### Exercise aim
Reproduce exactly the lines below, starting with the line that contains "Each instance of the beard" and ending with the last line of the records, both included, and nothing else.

### Source records

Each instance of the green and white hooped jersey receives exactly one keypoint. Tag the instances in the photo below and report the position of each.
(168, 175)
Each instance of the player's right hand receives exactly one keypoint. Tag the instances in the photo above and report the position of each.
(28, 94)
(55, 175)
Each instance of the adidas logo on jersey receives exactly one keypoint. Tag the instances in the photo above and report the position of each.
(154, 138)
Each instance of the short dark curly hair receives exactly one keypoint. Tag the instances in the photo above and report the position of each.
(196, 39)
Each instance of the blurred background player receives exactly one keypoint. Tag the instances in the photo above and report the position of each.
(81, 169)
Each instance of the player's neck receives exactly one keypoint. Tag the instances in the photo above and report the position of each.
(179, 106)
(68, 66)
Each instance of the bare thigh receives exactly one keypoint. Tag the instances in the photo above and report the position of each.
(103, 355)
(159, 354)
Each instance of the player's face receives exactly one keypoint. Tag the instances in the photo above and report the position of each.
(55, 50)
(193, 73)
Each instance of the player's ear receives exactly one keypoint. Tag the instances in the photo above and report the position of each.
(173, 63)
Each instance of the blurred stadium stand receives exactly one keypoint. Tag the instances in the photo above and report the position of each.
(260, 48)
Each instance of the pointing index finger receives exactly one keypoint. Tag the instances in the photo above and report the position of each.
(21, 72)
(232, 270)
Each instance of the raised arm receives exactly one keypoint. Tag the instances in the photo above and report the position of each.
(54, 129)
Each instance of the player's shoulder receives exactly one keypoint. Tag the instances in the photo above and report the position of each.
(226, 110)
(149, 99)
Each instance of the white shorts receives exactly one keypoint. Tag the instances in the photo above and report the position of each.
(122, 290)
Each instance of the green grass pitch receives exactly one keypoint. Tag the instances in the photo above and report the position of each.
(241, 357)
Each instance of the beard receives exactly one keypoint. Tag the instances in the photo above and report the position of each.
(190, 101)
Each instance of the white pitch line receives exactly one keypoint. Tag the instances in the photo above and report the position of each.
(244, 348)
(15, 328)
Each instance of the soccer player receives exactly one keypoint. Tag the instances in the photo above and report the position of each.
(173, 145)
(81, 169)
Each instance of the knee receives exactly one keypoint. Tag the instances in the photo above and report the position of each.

### Exercise output
Each instance of the beard receives exactly one keypoint. Tag the instances in the photo above and report the position of each.
(190, 101)
Each instance of the white pitch line receives exactly one keypoint. Tag the instances in the photo above and report the position of each.
(244, 348)
(15, 328)
Each instance of the soccer player receives exactly one keypoint. Tag the instances in the photo above and report the position of each.
(173, 145)
(81, 169)
Each instance of the knee receives exactly one keypoint. Tag the instances in the photo above and report the position of each.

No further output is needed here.